EXERCISE MATERIALS
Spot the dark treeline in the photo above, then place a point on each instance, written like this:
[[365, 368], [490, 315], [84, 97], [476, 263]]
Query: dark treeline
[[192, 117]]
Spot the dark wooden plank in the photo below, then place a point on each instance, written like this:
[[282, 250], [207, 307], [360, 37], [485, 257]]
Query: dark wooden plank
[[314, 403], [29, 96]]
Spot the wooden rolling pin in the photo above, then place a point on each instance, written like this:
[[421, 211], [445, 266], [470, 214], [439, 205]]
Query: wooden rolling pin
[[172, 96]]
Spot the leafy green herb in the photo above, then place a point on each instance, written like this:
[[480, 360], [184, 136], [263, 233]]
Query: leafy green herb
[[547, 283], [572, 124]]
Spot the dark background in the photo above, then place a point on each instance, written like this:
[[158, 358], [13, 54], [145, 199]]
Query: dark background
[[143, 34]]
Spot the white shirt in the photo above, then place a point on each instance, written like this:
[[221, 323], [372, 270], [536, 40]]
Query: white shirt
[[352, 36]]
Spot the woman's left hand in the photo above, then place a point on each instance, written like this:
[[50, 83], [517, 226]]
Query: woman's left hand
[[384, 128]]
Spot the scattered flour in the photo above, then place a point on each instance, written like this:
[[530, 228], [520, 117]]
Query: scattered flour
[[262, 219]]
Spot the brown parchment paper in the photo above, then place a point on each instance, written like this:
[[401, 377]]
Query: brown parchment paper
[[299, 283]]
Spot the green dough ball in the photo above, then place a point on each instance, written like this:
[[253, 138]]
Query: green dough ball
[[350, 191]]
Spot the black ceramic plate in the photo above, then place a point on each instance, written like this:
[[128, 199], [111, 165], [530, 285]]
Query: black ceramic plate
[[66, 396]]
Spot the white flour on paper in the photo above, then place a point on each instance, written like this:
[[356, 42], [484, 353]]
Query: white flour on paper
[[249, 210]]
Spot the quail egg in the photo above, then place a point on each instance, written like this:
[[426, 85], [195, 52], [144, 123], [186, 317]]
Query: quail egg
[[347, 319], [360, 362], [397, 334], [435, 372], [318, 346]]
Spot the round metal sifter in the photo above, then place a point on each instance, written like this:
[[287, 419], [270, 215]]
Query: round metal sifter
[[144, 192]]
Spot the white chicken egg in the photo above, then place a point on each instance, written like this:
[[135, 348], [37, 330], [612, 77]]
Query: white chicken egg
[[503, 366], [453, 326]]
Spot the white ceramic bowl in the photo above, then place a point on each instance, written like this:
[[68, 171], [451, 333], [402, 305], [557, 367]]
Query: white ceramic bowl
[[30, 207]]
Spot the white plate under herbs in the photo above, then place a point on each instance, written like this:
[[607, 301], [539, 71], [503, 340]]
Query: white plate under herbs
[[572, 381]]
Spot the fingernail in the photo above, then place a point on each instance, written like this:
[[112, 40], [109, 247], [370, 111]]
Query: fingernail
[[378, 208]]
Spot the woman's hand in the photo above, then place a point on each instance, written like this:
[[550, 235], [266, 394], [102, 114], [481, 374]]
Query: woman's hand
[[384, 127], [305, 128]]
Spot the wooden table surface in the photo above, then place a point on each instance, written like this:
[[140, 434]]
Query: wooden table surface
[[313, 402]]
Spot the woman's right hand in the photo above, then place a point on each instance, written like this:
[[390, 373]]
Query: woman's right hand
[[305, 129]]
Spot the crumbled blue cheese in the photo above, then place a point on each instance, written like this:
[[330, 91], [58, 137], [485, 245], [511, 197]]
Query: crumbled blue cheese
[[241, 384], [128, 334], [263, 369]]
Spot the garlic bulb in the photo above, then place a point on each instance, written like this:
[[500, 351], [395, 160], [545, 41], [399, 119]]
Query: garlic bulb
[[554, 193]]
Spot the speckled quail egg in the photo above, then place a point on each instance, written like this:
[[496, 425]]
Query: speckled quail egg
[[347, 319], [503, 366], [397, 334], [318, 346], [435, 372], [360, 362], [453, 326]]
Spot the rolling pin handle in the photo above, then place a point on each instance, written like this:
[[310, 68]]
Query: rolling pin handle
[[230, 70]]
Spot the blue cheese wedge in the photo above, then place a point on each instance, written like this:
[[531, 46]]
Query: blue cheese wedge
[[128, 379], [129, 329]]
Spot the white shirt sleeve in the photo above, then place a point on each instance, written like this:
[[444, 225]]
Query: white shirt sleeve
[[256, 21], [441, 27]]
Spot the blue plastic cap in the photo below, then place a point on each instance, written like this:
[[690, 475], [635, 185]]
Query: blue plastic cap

AIM OF THE TASK
The full set of records is to be written out once more, word for word.

WRITTEN RESPONSE
Spot the dark treeline in the photo above, then place a point on each instance, written like this:
[[365, 368], [490, 315], [84, 97], [476, 263]]
Query: dark treeline
[[192, 117]]
Spot the dark wooden plank in the photo below, then place a point on each instance, written like this:
[[282, 250], [207, 307], [360, 37], [485, 257]]
Query: dark wooden plank
[[314, 403], [29, 96]]
Spot the wooden rolling pin in the photo above, then place a point on each instance, written like this:
[[421, 211], [445, 266], [470, 214], [439, 205]]
Query: wooden rolling pin
[[172, 96]]
Spot the leafy green herb in the photo above, then place a point on each instance, written like this:
[[480, 360], [184, 136], [263, 233]]
Query: leafy green herb
[[547, 283], [572, 124]]
Spot the dark background in the photo above, then place a point on each instance, written like this:
[[158, 358], [13, 54], [145, 199]]
Query: dark background
[[143, 34]]
Spot the white shirt in the photo above, then place a point on each instance, written like this:
[[221, 323], [372, 270], [536, 40]]
Query: white shirt
[[352, 36]]
Spot the woman's left hand in the photo above, then place a point on each instance, written like this:
[[50, 83], [517, 226]]
Query: woman's left hand
[[384, 128]]
Spot the scattered flour in the photo above, then place a point on each instance, written like this:
[[530, 228], [520, 117]]
Query: scattered flour
[[262, 219]]
Spot the brown parchment paper in the photo above, then place a point on each instance, written like this:
[[401, 377]]
Query: brown parchment paper
[[299, 283]]
Spot the green dough ball in the photo above, then place a point on each instance, written like this:
[[253, 138]]
Query: green dough ball
[[350, 191]]
Spot the black ceramic plate in the photo above, then place a point on each instance, written like this:
[[128, 199], [111, 165], [530, 285]]
Query: black ceramic plate
[[66, 396]]
Spot the white flour on paper in the photo above, then place a point on each instance, written like this:
[[356, 42], [484, 353]]
Query: white flour on paper
[[249, 210]]
Spot the quail egg in the photo above, then place a point on each instance, written like this:
[[426, 85], [195, 52], [144, 123], [186, 317]]
Query: quail egg
[[347, 319], [360, 362], [397, 334], [435, 372], [318, 346]]
Spot the round metal sifter in the photo above, then place a point on each instance, written like this:
[[287, 419], [270, 215]]
Query: round metal sifter
[[144, 192]]
Spot the white chicken egg in the photo above, then place a point on each instance, written like this:
[[135, 348], [37, 330], [612, 77]]
Query: white chicken egg
[[503, 366], [453, 326]]
Spot the white ceramic bowl in the photo above, then place a point on each instance, written like this:
[[68, 171], [451, 333], [402, 305], [557, 367]]
Query: white ceramic bowl
[[30, 207]]
Spot the white plate under herbs in the photo above, then place a point on each instance, written like this:
[[607, 301], [539, 71], [503, 340]]
Query: white plate under herbs
[[572, 381]]
Spot the fingernail in the photo above, then place a point on each instance, written like this:
[[112, 40], [109, 247], [370, 111]]
Query: fingernail
[[378, 208]]
Spot the woman's hand in the photo above, then place a point on each instance, written like this:
[[550, 235], [266, 394], [102, 114], [481, 374]]
Query: woman's hand
[[384, 127], [305, 128]]
Spot the wooden table surface in the photo above, then place a point on each instance, written like this:
[[140, 434]]
Query: wooden table surface
[[313, 402]]
Spot the woman's right hand in the photo above, then place a point on each instance, written like this:
[[390, 373]]
Query: woman's right hand
[[305, 129]]
Spot the crumbled blue cheese in the photo above, then place a point on each instance, written like this:
[[330, 91], [58, 137], [485, 245], [511, 197]]
Query: crumbled blue cheese
[[241, 384], [128, 334], [263, 369]]
Spot the garlic bulb in the photo above, then place a point on each instance, written like this:
[[500, 351], [395, 160], [545, 41], [399, 119]]
Query: garlic bulb
[[554, 193]]
Spot the speckled quail egg in the photo above, then place a point on each instance, written like this:
[[496, 425]]
Query: speckled quail egg
[[347, 319], [503, 366], [397, 334], [318, 346], [435, 372], [360, 362], [453, 326]]
Spot the rolling pin handle in the photo above, then place a point on each instance, written like this:
[[310, 68]]
Query: rolling pin handle
[[230, 70]]
Spot the blue cheese wedge in the photo above, then place a point on each instance, written like this:
[[531, 46]]
Query: blue cheese wedge
[[128, 379], [129, 329]]
Spot the white shirt sleeve in the photo above, then place a point on each instance, written like this:
[[444, 225]]
Query: white shirt sleeve
[[256, 21], [441, 27]]
Spot the blue plastic cap in the photo below, then place a point on each instance, written like this:
[[690, 475], [635, 185]]
Query: blue plastic cap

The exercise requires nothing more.